_Stored records_.
☆ ☆ ☆

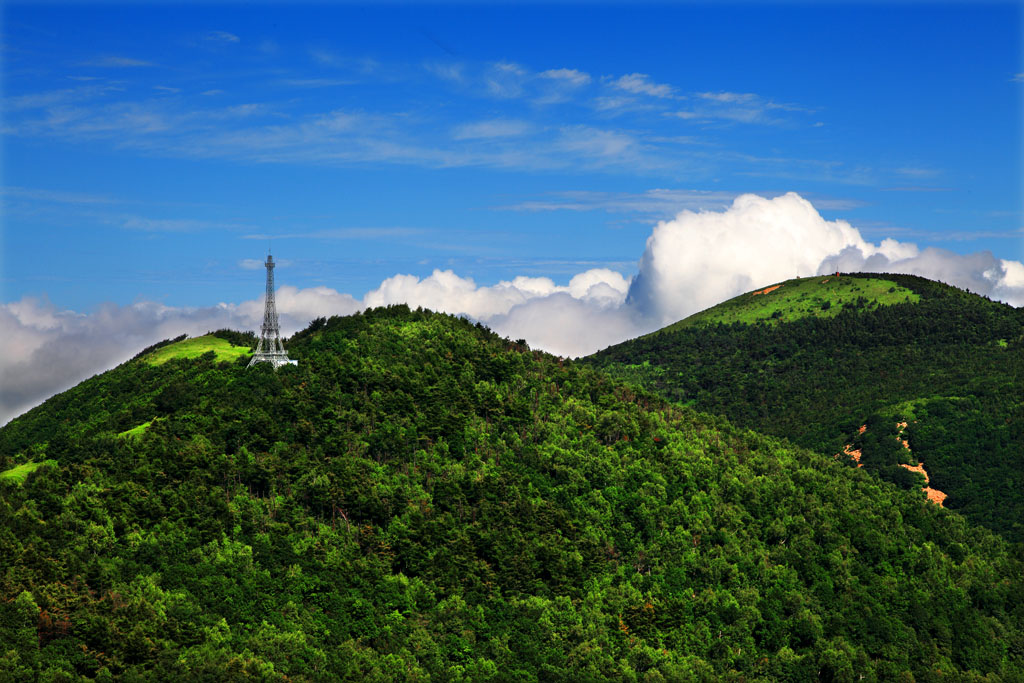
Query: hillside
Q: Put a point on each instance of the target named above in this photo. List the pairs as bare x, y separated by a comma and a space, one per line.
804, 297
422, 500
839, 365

☆ ☆ ☆

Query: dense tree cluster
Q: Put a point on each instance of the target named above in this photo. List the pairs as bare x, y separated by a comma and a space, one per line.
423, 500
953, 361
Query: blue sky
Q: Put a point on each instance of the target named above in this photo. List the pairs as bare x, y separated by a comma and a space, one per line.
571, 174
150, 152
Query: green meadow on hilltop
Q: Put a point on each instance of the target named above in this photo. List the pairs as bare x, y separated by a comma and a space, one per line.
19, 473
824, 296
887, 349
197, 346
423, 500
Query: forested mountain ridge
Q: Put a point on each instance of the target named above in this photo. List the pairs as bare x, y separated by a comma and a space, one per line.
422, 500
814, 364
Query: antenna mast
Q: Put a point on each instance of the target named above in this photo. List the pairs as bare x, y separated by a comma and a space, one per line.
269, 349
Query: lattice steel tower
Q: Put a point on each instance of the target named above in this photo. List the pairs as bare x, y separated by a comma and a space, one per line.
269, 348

☆ ☆ ☆

_What is required_. State how many lines in the entries above contain the string "Query". Only matches with the same capitalization count; give the number alone.

_Task solution_. 7